Collected data entries:
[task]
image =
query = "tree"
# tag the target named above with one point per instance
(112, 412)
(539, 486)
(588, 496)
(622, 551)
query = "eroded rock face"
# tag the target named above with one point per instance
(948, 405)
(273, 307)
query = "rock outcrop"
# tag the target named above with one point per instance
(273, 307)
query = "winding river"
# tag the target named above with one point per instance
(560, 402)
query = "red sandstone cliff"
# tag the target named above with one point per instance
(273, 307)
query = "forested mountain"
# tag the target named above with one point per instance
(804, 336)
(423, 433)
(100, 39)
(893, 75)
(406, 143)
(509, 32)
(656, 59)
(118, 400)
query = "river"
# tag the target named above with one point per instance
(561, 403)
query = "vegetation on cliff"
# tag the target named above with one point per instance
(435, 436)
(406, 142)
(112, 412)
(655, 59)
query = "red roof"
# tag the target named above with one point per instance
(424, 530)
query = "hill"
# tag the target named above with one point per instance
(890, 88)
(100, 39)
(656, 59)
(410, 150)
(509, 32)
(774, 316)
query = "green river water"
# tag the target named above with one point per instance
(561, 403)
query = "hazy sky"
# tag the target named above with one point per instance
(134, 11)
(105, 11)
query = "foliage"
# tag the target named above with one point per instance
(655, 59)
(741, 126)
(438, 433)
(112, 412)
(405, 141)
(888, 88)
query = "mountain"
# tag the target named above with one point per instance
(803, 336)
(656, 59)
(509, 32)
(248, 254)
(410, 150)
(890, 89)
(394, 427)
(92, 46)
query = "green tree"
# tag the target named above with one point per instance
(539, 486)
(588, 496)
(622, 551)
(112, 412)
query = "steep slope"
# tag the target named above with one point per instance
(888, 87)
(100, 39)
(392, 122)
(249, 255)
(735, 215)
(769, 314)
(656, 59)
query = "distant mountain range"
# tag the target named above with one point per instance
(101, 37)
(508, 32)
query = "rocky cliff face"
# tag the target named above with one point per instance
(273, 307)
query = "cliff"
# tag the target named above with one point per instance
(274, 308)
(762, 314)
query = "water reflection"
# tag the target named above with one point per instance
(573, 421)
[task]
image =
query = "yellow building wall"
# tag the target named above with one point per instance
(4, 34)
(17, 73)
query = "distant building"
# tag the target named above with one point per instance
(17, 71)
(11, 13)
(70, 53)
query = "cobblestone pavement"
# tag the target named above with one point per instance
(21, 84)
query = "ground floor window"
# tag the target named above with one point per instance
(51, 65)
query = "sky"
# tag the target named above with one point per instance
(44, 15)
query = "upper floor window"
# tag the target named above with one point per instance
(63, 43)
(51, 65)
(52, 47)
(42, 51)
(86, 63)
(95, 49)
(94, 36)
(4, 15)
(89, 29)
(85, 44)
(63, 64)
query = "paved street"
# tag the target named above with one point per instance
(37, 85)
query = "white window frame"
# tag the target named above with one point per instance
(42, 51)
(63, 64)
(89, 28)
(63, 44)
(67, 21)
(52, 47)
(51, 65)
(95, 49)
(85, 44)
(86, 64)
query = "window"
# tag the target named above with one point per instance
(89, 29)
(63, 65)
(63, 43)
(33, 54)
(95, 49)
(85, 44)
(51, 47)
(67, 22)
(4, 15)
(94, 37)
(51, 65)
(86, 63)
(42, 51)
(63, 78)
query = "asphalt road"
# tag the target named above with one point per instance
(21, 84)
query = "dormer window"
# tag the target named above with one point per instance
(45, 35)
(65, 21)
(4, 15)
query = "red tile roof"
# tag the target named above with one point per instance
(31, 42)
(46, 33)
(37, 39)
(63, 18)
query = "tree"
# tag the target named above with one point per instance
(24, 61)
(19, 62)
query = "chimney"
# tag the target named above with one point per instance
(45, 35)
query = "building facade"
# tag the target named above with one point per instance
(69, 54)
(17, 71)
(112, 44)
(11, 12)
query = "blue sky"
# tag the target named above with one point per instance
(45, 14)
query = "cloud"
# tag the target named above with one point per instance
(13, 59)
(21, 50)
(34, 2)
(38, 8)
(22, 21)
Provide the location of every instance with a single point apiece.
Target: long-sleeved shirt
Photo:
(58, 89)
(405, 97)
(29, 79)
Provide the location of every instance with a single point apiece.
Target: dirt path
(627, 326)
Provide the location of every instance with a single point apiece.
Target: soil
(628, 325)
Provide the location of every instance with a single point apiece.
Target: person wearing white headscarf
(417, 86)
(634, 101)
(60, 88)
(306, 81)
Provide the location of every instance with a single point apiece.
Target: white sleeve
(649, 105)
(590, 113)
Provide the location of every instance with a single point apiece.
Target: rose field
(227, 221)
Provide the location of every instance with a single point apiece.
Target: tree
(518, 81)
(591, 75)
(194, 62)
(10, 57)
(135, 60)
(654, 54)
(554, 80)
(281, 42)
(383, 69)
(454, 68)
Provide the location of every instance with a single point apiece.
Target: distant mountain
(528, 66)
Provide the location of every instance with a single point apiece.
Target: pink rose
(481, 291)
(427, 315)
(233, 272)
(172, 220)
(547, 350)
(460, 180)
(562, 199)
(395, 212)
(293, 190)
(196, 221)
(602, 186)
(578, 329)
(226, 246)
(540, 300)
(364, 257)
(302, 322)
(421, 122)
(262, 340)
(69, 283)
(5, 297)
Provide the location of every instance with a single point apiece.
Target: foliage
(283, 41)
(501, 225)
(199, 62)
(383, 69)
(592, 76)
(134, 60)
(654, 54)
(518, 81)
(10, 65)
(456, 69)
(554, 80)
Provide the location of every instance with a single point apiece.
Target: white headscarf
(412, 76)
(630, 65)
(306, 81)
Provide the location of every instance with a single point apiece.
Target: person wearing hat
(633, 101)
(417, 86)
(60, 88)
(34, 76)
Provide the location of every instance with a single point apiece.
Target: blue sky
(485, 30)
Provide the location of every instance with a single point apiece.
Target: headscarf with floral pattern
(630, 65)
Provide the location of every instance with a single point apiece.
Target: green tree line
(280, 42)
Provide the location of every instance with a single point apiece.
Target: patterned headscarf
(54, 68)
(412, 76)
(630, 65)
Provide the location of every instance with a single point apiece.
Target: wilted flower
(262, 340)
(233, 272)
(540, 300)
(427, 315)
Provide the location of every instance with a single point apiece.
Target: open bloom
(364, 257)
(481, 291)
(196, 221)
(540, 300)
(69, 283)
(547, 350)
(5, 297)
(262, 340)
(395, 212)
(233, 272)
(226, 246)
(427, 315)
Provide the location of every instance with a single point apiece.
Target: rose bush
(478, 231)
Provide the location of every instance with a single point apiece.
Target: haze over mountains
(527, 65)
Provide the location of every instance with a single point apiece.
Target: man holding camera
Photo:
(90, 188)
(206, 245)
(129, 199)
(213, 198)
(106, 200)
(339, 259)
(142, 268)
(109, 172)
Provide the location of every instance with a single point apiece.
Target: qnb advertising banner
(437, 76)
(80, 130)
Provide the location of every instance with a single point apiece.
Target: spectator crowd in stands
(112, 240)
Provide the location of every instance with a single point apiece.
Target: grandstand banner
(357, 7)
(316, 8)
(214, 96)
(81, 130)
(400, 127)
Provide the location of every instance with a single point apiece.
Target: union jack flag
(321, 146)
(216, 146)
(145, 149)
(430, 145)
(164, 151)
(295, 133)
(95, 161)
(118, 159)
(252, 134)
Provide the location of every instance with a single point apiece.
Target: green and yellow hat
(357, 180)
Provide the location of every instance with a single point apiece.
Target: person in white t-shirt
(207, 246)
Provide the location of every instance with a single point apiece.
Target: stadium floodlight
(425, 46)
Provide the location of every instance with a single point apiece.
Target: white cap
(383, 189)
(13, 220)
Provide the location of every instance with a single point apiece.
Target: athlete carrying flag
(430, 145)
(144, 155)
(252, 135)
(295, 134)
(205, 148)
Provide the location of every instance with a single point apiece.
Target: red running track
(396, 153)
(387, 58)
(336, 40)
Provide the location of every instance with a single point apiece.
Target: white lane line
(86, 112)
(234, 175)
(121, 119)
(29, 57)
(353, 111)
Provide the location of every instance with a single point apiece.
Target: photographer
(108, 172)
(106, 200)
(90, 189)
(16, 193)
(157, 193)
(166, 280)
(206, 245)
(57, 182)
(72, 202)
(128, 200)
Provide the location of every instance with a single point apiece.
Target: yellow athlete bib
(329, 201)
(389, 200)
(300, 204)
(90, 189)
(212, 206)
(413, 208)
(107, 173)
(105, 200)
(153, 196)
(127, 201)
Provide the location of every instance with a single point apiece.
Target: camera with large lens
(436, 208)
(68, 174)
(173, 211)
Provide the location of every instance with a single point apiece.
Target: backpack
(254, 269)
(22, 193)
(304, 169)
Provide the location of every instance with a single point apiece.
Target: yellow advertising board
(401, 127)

What you need to do: Show every line in the records above that contains the word "rose".

The reply:
Target: rose field
Target: pink rose
Target: rose bush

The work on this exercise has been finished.